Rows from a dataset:
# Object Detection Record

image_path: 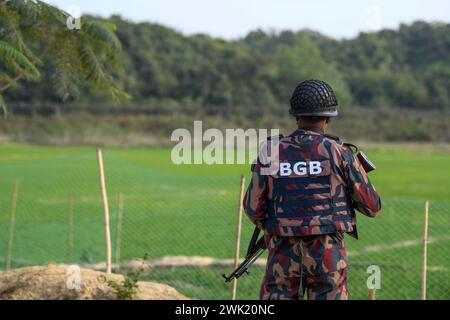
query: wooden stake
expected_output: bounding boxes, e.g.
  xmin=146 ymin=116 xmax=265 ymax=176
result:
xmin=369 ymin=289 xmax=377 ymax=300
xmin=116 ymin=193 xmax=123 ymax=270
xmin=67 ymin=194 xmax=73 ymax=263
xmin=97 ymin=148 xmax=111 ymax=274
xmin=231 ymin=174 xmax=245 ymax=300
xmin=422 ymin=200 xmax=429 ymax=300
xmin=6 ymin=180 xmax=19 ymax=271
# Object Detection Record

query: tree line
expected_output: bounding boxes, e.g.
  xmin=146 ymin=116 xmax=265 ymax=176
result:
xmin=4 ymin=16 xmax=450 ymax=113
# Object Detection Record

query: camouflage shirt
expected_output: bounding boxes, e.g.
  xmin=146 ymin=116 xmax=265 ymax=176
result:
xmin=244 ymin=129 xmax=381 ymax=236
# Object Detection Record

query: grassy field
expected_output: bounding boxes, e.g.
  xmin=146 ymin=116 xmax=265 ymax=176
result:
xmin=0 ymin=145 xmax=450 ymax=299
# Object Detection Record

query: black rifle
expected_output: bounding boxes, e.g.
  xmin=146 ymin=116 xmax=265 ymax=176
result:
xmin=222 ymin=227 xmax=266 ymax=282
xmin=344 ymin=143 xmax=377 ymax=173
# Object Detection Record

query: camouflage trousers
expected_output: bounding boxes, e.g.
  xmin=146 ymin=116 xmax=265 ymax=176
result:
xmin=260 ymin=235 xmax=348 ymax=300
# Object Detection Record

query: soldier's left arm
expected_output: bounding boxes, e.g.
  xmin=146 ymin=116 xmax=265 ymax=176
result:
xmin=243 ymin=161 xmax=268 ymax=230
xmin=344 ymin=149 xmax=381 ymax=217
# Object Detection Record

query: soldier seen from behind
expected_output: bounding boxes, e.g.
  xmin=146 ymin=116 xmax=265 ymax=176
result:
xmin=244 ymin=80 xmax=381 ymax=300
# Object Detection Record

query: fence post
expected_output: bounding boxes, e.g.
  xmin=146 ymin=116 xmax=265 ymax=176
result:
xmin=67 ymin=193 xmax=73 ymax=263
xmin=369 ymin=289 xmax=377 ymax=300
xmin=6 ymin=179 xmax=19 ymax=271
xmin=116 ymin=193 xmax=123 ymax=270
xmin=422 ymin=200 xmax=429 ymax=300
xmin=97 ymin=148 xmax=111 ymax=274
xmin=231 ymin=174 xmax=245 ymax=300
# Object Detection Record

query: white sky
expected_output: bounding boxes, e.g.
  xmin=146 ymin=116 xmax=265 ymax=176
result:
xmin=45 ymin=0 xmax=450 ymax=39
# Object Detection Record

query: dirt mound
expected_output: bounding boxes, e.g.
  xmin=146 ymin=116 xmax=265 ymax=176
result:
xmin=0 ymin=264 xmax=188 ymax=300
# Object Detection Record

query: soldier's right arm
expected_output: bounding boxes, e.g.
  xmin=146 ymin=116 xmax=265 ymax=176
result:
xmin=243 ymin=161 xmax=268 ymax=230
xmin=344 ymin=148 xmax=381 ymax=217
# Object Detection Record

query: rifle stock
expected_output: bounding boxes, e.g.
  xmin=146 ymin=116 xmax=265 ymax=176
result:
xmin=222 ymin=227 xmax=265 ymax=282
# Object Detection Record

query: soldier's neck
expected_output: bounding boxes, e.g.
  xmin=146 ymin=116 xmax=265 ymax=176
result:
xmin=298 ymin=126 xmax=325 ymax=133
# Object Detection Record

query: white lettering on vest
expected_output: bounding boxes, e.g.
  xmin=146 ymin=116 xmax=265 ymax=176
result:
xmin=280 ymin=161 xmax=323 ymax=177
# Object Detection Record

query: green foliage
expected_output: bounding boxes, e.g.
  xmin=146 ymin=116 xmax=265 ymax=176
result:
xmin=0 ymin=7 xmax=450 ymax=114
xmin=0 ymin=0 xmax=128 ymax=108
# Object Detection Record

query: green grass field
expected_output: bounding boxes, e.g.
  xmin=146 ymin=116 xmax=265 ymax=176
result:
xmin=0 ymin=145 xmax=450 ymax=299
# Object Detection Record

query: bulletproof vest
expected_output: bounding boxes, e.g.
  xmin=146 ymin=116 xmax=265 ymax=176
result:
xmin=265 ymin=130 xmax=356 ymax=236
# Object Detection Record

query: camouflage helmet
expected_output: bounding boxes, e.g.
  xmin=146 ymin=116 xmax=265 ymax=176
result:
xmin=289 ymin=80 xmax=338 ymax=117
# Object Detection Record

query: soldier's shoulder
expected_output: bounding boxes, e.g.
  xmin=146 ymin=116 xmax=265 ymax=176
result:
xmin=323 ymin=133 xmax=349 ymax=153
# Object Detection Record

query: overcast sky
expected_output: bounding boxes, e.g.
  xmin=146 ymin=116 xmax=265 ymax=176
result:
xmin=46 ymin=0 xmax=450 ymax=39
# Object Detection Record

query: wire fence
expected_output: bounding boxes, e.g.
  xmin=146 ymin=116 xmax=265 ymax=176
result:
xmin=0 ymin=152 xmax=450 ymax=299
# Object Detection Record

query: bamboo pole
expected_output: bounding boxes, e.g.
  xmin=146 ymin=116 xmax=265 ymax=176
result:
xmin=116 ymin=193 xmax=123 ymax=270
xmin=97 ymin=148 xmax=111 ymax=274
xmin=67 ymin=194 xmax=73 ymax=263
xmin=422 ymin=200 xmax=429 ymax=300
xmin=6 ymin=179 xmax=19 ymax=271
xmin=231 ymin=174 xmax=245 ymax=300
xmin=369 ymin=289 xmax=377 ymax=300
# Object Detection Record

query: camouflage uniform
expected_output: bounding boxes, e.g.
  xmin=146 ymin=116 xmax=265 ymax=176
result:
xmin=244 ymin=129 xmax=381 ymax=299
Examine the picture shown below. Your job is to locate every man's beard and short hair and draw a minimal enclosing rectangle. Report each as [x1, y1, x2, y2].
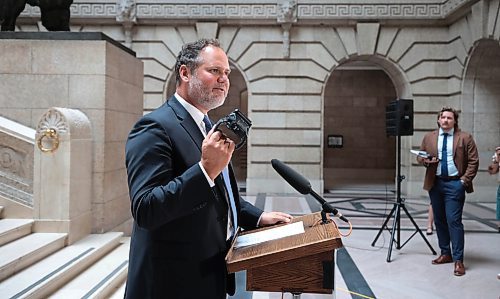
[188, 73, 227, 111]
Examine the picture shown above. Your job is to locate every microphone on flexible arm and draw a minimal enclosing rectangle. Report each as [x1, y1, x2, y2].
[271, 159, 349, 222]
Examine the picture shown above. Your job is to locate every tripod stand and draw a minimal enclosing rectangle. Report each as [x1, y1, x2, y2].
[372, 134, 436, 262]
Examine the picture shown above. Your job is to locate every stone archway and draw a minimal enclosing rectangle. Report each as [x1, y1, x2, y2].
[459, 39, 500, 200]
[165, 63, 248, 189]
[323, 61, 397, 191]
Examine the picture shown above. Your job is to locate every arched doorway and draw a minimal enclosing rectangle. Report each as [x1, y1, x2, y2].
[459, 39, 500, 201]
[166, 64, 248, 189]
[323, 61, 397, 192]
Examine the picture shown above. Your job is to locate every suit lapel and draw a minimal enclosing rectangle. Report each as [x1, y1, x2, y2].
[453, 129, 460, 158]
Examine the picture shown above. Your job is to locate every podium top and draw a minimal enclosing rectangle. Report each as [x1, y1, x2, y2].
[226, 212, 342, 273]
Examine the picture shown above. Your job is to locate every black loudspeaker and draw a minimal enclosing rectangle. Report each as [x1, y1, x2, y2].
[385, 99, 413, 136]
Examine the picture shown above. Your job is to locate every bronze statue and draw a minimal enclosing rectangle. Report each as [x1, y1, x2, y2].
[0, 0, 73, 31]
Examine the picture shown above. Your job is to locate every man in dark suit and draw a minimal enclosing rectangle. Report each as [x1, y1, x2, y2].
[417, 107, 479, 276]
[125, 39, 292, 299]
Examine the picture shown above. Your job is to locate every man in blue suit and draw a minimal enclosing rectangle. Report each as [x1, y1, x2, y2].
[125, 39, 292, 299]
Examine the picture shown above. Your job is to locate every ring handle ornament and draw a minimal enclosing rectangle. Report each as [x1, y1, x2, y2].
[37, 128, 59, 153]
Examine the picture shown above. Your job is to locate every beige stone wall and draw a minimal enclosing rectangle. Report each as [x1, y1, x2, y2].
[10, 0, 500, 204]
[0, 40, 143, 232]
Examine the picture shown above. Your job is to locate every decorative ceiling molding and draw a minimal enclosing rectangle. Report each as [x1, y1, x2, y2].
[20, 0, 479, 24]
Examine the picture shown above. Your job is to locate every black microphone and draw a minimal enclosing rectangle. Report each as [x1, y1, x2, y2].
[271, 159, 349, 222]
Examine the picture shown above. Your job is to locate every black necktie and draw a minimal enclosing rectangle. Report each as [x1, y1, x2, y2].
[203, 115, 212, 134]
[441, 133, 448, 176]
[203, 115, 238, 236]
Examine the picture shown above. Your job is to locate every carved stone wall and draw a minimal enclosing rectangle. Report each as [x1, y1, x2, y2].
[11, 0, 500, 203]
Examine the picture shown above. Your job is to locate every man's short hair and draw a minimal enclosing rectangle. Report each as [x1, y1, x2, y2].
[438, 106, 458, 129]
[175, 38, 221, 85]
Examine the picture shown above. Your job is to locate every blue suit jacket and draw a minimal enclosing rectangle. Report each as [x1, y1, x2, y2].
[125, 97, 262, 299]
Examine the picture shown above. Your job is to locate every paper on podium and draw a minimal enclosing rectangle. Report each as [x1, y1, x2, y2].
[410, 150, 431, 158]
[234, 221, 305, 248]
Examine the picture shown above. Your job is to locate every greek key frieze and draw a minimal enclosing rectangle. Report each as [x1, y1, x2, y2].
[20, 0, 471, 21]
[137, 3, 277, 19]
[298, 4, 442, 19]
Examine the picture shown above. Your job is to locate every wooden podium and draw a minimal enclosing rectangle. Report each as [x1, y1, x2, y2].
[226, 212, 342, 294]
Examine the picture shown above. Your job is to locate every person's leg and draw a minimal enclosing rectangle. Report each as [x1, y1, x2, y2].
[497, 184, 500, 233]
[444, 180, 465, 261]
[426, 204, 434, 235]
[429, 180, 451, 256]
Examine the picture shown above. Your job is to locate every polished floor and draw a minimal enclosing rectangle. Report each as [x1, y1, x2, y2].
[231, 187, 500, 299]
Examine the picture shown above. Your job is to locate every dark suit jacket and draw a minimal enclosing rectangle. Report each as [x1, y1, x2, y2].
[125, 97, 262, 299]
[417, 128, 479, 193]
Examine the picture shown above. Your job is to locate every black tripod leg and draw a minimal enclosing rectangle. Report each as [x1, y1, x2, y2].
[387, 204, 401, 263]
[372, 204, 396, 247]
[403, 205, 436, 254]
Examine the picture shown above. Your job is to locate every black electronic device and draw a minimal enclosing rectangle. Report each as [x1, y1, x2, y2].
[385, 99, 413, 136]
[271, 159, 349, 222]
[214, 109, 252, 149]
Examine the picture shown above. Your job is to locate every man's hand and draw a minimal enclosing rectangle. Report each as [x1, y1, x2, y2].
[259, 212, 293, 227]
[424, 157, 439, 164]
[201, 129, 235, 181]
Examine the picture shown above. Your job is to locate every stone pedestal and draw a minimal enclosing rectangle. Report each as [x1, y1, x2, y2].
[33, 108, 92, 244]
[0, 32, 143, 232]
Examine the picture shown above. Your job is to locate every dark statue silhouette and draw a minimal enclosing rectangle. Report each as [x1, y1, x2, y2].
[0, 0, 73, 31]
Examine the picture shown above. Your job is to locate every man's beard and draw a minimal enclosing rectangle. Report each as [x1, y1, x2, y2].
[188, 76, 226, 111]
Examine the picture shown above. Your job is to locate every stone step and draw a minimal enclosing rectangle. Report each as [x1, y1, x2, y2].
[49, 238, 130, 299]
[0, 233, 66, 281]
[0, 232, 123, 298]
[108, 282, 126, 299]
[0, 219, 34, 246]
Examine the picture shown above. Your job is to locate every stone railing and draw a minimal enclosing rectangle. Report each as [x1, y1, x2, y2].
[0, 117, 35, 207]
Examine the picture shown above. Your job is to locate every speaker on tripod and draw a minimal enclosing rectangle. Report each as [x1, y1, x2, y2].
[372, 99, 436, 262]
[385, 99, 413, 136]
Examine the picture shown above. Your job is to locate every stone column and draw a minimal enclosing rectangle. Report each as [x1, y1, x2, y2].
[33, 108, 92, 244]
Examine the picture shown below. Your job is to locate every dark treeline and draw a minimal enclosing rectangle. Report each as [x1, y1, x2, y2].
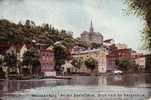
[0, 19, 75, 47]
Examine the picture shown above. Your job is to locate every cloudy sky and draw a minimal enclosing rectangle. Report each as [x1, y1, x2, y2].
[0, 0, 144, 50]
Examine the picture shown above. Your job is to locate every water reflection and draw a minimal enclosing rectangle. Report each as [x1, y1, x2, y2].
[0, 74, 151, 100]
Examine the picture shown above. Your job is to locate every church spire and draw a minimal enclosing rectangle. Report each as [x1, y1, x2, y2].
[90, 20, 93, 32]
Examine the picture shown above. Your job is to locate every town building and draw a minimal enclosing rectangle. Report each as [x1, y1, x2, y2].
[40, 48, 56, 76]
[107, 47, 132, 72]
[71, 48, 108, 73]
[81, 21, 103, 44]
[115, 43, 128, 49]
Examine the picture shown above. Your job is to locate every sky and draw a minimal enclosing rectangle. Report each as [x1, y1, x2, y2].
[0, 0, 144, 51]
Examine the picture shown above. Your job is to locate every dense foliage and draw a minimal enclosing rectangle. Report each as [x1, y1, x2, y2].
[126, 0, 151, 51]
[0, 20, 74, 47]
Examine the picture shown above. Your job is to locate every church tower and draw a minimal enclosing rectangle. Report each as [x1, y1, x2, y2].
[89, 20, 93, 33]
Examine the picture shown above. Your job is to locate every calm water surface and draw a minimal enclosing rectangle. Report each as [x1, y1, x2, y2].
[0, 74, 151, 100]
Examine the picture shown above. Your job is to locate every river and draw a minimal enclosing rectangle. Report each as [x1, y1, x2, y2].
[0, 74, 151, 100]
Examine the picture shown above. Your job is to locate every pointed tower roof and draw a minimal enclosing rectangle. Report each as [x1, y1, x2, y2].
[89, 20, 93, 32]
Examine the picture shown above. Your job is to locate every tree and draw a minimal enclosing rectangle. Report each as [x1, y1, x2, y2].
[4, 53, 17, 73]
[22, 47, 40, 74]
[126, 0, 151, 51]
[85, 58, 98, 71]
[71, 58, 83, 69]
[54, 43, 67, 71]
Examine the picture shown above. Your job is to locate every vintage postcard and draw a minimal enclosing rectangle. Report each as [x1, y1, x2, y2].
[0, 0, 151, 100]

● **Task description**
Return, unchanged, the lines of the material from the one containing "man in blue" through the one containing "[0, 40, 143, 232]", including both of those lines.

● **Answer to this exercise**
Examine the picture shown above. Your job is to locate every man in blue suit and draw a minimal enclosing rectangle. Report each as [x1, y1, x2, y2].
[125, 39, 292, 299]
Examine the picture shown above. Your job is to locate every ring handle ornament and draw a minimal enclosing rectangle. Report each as [x1, y1, x2, y2].
[37, 128, 59, 153]
Examine the picture shown above. Your job is to locate every beige stone wall and draw a minimal enclosing rectangle. Report each as [x1, y1, x2, y2].
[10, 0, 500, 204]
[0, 40, 143, 232]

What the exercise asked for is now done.